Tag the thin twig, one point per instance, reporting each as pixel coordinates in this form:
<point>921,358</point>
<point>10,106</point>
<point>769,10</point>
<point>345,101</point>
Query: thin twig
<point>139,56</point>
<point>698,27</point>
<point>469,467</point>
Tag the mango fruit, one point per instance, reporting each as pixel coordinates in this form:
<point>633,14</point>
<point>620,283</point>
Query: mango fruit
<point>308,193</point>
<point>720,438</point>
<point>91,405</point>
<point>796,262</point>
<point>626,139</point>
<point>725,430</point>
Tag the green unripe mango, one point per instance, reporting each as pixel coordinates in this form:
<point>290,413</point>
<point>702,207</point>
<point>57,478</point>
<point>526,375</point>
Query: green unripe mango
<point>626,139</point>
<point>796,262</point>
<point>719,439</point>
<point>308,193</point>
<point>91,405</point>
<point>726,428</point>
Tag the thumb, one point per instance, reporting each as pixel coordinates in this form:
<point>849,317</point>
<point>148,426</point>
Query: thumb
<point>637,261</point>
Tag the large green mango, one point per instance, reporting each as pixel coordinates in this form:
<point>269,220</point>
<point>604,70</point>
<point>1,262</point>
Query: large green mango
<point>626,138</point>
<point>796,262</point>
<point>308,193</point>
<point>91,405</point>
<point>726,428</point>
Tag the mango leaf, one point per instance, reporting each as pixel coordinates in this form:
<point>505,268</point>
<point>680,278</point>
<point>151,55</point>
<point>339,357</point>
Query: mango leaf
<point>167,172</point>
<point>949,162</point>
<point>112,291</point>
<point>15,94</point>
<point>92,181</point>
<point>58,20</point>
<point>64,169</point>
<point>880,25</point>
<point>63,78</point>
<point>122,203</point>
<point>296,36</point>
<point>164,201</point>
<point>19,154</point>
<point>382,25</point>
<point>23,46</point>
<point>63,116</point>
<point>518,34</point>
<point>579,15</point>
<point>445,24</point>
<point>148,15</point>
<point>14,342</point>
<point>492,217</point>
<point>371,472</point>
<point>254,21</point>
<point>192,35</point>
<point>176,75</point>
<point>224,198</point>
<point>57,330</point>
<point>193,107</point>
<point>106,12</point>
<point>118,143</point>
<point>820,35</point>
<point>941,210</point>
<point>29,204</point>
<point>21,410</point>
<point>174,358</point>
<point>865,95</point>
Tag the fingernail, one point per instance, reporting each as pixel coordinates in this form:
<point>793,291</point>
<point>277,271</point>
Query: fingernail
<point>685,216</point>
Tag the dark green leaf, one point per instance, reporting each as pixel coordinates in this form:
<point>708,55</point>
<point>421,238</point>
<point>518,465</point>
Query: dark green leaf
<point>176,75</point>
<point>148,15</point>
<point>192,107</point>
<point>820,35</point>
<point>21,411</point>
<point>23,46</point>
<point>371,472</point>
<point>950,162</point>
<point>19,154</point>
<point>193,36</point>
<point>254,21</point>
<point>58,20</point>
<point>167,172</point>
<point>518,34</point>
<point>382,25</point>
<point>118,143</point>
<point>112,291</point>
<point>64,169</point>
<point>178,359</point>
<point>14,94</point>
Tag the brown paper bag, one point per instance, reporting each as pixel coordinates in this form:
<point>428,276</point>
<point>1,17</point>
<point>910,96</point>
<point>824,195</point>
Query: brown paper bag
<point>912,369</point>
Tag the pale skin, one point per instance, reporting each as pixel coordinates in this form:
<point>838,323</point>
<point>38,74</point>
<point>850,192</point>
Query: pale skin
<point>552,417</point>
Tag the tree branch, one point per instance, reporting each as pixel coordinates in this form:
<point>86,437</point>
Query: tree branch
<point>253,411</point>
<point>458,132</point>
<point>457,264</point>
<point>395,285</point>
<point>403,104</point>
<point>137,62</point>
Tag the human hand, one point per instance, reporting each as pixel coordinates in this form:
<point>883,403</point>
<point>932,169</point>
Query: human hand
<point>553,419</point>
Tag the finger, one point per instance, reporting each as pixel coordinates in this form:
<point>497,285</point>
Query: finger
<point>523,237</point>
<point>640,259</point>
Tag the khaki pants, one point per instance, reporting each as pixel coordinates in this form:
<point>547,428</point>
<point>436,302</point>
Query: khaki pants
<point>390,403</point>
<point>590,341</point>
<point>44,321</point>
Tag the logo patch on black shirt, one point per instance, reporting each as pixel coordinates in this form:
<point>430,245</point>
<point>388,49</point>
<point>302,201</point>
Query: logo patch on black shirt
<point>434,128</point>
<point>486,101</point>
----------
--- Exercise ---
Could you quote the lines above verbatim, starting with the line that contains "Tag the brown" and ending with the final line, both included?

--- Final result ---
Tag the brown paper bag, one point per instance, reporting each as pixel coordinates in this form:
<point>428,276</point>
<point>1,17</point>
<point>910,96</point>
<point>824,195</point>
Query: brown paper bag
<point>912,369</point>
Tag the pale skin, one point per instance, reporting each as pixel coordinates in this form:
<point>838,323</point>
<point>38,74</point>
<point>850,192</point>
Query: pale skin
<point>552,417</point>
Tag the tree branch, one point per instance, reporting each as pixel coordinates in this form:
<point>86,437</point>
Query: tree branch
<point>253,411</point>
<point>458,132</point>
<point>457,264</point>
<point>395,285</point>
<point>403,104</point>
<point>137,62</point>
Tag the human hand, one point per instance, reporting each as pixel coordinates in this form:
<point>883,403</point>
<point>932,169</point>
Query: human hand
<point>553,419</point>
Tag the finger, one point per instance, reporting each as pixel coordinates in this form:
<point>497,285</point>
Query: finger
<point>523,237</point>
<point>640,259</point>
Tag the khaki pants, one point per instance, reporting each as pixel coordinates in this form:
<point>547,428</point>
<point>436,302</point>
Query: khaki pants
<point>390,403</point>
<point>590,341</point>
<point>44,321</point>
Tag the logo patch on black shirt, one point per instance, reporting each as pixel coordinates in this form:
<point>430,245</point>
<point>388,49</point>
<point>302,201</point>
Query: logo patch on black shirt
<point>434,128</point>
<point>486,101</point>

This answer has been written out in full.